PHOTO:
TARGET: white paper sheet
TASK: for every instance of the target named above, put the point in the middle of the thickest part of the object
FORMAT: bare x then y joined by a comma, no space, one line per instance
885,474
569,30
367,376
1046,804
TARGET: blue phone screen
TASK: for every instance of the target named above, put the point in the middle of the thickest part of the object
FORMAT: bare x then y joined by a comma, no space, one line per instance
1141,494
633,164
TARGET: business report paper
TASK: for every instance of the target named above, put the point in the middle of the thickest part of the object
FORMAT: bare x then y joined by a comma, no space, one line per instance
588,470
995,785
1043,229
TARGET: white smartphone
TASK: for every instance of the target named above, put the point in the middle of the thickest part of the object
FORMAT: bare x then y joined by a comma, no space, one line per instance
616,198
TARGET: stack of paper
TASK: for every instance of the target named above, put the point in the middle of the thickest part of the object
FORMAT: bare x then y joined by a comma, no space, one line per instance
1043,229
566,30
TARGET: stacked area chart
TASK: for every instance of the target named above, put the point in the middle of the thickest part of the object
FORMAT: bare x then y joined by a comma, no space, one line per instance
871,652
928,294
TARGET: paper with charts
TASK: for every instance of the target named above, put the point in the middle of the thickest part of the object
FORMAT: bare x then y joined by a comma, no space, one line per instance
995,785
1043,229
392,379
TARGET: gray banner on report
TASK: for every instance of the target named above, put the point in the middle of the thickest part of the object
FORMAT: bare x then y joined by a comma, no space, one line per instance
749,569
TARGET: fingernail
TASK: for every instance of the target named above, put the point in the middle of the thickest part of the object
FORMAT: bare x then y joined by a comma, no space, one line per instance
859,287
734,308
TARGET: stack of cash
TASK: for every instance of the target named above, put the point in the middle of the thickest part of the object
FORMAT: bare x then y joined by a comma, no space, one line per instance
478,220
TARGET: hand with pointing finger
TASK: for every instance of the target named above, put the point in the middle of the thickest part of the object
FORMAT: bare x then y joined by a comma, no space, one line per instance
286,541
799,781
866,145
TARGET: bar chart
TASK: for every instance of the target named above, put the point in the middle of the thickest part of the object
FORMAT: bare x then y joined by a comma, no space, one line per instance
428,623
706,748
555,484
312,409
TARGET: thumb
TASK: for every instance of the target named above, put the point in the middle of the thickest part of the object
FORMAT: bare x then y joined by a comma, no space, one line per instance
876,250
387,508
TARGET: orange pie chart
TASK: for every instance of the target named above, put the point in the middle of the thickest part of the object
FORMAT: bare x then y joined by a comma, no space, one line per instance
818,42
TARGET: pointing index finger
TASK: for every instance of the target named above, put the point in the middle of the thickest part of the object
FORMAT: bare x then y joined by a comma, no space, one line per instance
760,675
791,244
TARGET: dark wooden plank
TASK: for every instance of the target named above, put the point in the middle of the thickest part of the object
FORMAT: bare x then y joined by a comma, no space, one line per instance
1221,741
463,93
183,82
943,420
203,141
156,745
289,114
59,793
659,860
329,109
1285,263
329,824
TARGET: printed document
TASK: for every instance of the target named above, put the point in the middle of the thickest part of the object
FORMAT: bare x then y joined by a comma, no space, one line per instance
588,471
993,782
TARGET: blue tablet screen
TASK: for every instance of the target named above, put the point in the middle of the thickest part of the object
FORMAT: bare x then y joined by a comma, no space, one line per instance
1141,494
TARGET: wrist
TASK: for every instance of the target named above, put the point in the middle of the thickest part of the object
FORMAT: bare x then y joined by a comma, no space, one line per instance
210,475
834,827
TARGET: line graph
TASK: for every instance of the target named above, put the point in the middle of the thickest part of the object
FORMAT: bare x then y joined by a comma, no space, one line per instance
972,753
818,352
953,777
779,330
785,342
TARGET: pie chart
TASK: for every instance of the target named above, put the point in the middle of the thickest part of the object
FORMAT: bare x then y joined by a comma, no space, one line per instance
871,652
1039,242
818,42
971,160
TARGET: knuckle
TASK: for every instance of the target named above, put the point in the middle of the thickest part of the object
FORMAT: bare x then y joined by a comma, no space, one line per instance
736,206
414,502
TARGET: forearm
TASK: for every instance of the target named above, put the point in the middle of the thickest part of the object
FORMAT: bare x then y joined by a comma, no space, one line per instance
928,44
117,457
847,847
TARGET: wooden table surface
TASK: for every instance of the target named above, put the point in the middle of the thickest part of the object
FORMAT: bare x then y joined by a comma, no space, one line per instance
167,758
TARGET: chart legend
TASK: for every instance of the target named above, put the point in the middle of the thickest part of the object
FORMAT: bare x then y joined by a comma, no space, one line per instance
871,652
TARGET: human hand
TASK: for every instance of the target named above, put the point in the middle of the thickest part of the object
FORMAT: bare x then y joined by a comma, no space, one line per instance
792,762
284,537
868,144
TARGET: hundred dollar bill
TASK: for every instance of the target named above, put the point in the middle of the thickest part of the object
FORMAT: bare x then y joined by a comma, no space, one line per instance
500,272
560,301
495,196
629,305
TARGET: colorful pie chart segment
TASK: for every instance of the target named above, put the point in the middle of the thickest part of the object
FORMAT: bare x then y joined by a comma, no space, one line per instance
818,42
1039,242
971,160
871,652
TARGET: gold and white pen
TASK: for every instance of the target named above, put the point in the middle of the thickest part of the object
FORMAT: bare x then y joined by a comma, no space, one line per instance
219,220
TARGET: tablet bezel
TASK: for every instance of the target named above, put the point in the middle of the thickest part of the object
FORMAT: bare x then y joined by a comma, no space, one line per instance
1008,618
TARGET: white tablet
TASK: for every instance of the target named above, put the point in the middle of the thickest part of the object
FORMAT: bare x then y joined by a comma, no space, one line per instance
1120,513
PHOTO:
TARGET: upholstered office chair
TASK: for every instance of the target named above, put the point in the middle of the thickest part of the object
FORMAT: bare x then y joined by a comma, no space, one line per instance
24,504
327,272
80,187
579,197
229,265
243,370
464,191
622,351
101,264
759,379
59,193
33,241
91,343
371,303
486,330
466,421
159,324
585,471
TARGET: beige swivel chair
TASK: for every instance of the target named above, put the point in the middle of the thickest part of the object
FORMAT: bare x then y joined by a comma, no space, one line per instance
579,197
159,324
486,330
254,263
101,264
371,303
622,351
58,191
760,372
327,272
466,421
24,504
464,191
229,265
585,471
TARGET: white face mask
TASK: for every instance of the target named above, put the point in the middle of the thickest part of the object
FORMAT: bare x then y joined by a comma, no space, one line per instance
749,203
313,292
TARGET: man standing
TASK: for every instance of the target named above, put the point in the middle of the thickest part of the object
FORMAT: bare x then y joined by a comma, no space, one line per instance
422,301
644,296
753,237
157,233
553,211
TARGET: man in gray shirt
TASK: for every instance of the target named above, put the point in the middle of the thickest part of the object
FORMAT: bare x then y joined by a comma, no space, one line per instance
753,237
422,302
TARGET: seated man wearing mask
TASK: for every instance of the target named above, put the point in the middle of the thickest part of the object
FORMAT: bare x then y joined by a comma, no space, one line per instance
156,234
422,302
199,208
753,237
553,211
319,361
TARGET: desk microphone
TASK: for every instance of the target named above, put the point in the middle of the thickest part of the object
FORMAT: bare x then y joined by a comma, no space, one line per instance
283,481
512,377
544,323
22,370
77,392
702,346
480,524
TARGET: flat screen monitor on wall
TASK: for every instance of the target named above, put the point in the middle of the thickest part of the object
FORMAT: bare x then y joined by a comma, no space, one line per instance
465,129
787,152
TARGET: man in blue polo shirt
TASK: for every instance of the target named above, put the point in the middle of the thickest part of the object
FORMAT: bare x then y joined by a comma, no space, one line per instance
#####
### RICHIESTA
Puoi ripetere parola per parola le righe a partire da quella che contiene "TARGET: man in blue polo shirt" fino all'ultima riga del materiale, comprese entrambe?

### RISPOSTA
TARGET: man in blue polo shirt
TASK: for every instance of the target named above, put the point in the middle of the thickest part of the object
FORMAT: bare x then y joined by a comma, no space, one line per instance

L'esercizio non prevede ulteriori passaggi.